* **GIVEN INSTRUCTION A**
Can you restate word for word the part of the mining lease passage starting with "The lease granted" and going on through "Emphasis added."?

* **SELECTED TEXT**

--*--

Regardless of whether the Crick deed granted the right of entry for deep mining or surface mining, the Hopkins Circuit Court judgment created a bona fide dispute regarding KSCC's right to enter the 18.1–acre tract. The judgment first declares Norton the owner of the coal and mining rights in and underlying the tract of land. Upon agreement of Norton and the Bandys, the judgment then delineates the terms of a 15–year surface lease. The lease terms are not clearly limited to surface mining operations but could reasonably be interpreted to affect Norton's right of entry to its underground mining operation.
The lease granted Norton the right to “strip mine the property and perform any mining or associated operation thereon ... subject to the terms and conditions herein stated.” Norton agreed to pay the Bandys $27,500 in exchange for the Bandys' release of any future claims arising out of Norton's use of the leased land, including Norton's underground mining operations. The Bandys also agreed not to protest or object to Norton's surface permit on the 18.1 acres and Norton's underground coal mining permit “relating to the underground coal mine to be constructed on the Bandys' leasehold.” And Norton was to receive immediate access to the leased area, which suggests that Norton did not previously have unrestricted access to the land.
Emphasis added.

--*--

* **RECORDS FOR THIS EXERCISE**
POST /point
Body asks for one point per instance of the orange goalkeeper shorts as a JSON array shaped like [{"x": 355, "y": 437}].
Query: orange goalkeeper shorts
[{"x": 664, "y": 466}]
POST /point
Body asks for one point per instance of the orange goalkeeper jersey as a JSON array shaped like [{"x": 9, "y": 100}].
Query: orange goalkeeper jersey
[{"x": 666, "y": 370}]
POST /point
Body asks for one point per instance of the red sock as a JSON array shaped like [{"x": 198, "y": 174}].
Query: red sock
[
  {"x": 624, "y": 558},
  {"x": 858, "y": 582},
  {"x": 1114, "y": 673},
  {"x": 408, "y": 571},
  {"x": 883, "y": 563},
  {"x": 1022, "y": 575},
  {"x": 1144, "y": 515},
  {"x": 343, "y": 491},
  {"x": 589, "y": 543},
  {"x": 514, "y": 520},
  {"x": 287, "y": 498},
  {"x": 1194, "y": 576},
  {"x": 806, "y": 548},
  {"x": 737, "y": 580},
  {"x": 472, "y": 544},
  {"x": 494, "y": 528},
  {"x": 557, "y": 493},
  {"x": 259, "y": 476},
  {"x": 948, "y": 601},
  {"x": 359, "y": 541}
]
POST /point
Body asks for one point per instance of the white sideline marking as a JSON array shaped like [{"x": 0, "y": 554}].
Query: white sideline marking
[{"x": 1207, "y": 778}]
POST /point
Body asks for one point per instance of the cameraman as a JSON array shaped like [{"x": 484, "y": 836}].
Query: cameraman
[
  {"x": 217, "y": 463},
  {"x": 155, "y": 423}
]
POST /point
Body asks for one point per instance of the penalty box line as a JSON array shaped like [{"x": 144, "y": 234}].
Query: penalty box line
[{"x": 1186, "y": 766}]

--*--

* **GIVEN INSTRUCTION B**
Will you quote all of the rows above line for line, without changing anything?

* **COMPLETE ANSWER A**
The lease granted Norton the right to “strip mine the property and perform any mining or associated operation thereon ... subject to the terms and conditions herein stated.” Norton agreed to pay the Bandys $27,500 in exchange for the Bandys' release of any future claims arising out of Norton's use of the leased land, including Norton's underground mining operations. The Bandys also agreed not to protest or object to Norton's surface permit on the 18.1 acres and Norton's underground coal mining permit “relating to the underground coal mine to be constructed on the Bandys' leasehold.” And Norton was to receive immediate access to the leased area, which suggests that Norton did not previously have unrestricted access to the land.
Emphasis added.

* **COMPLETE ANSWER B**
POST /point
Body asks for one point per instance of the orange goalkeeper shorts as a JSON array shaped like [{"x": 355, "y": 437}].
Query: orange goalkeeper shorts
[{"x": 664, "y": 466}]
POST /point
Body asks for one point per instance of the orange goalkeeper jersey as a JSON array shaped like [{"x": 9, "y": 100}].
Query: orange goalkeeper jersey
[{"x": 666, "y": 370}]
POST /point
Body asks for one point per instance of the red sock as a JSON array shaped like [{"x": 198, "y": 174}].
Query: red sock
[
  {"x": 624, "y": 558},
  {"x": 858, "y": 582},
  {"x": 1114, "y": 673},
  {"x": 408, "y": 571},
  {"x": 883, "y": 563},
  {"x": 1022, "y": 575},
  {"x": 1144, "y": 515},
  {"x": 343, "y": 491},
  {"x": 589, "y": 543},
  {"x": 514, "y": 520},
  {"x": 287, "y": 498},
  {"x": 1194, "y": 576},
  {"x": 806, "y": 548},
  {"x": 737, "y": 580},
  {"x": 472, "y": 544},
  {"x": 494, "y": 528},
  {"x": 557, "y": 493},
  {"x": 259, "y": 476},
  {"x": 948, "y": 601},
  {"x": 359, "y": 541}
]
POST /point
Body asks for one point per instance of the white sideline marking as a JSON array shaped like [{"x": 0, "y": 554}].
Query: white sideline marking
[{"x": 1207, "y": 778}]
POST /point
Body asks for one point per instance of the cameraman as a JSON array shaped like [{"x": 484, "y": 836}].
Query: cameraman
[
  {"x": 217, "y": 463},
  {"x": 155, "y": 423}
]
POST /point
Body asks for one point per instance of the penalty box line as a JSON array shaped like [{"x": 144, "y": 234}].
Query: penalty box line
[{"x": 1186, "y": 766}]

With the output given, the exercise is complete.